* WRITTEN PROBLEM: Your output is the line containing "Place one point on each instance of the stormy" plus all lines after it to the end of the records, reproduced exactly, with nothing else.

(begin)

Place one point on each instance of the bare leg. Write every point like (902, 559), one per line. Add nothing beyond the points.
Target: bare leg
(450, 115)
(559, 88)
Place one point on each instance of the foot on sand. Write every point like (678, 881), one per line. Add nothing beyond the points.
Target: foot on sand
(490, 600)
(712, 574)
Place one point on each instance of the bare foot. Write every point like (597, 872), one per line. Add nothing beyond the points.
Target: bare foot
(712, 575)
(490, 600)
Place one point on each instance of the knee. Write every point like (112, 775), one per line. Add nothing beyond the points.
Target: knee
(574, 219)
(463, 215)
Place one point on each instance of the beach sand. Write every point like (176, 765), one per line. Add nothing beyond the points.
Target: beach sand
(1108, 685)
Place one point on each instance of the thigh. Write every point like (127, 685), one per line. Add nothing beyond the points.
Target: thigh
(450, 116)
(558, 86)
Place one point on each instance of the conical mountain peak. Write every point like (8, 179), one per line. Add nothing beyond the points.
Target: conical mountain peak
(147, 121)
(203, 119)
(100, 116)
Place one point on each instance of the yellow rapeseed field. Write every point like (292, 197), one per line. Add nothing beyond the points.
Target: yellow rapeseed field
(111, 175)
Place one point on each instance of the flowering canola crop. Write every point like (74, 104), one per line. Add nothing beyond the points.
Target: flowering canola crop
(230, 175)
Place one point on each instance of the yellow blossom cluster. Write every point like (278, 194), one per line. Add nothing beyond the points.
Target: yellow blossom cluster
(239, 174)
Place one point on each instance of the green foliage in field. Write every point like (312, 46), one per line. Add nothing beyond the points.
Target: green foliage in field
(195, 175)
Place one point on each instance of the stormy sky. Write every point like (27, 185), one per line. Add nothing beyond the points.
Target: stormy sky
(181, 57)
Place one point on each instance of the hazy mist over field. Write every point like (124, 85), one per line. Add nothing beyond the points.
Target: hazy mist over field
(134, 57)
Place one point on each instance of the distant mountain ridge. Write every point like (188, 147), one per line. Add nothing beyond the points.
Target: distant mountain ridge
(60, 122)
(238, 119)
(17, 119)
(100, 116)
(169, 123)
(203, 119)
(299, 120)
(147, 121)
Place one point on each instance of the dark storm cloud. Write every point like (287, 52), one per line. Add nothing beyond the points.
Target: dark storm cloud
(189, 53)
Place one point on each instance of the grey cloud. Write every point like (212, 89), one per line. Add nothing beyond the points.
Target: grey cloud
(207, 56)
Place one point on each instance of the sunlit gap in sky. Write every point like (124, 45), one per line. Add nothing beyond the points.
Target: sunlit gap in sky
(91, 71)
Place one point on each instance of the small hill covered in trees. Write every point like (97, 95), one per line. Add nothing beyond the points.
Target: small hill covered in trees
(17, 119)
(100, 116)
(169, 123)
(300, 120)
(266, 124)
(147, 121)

(end)

* SOLUTION FOR THIS PROBLEM:
Place one point on each instance of the stormy sky. Write every point like (27, 185), one per line. Add nothing beyond the points.
Target: stormy sky
(181, 57)
Place one point on each instance of the hazy mist over field. Write every point like (124, 85), one per line. Add nothing beyond the points.
Target: hazy mist over field
(134, 57)
Place one point on each instance of the distant mountain ridge. Write every point like (188, 147), one per line. Add nothing beyond the points.
Target: distant mountain ridge
(60, 122)
(238, 119)
(17, 119)
(100, 116)
(169, 123)
(203, 119)
(299, 120)
(147, 121)
Place one point on each instance of the dark storm cloud. Write every point like (287, 52), one per line. Add nothing beyond the points.
Target: dark storm cloud
(189, 53)
Place one point on each instance of the grey cloud. Write every point like (212, 89), one per line. Add nothing beyond the points.
Target: grey cloud
(207, 56)
Place one point on each instance of the sunlit gap in sky. Write every point like (124, 45), one per line. Add nothing beyond the points.
Target: sunlit gap in sky
(91, 71)
Place one point on each instance of the small hill covered in trees. Write every point like (97, 95), one per line. Add nothing beyond the points.
Target: small hill covered in trees
(17, 119)
(100, 116)
(169, 123)
(300, 120)
(266, 124)
(147, 121)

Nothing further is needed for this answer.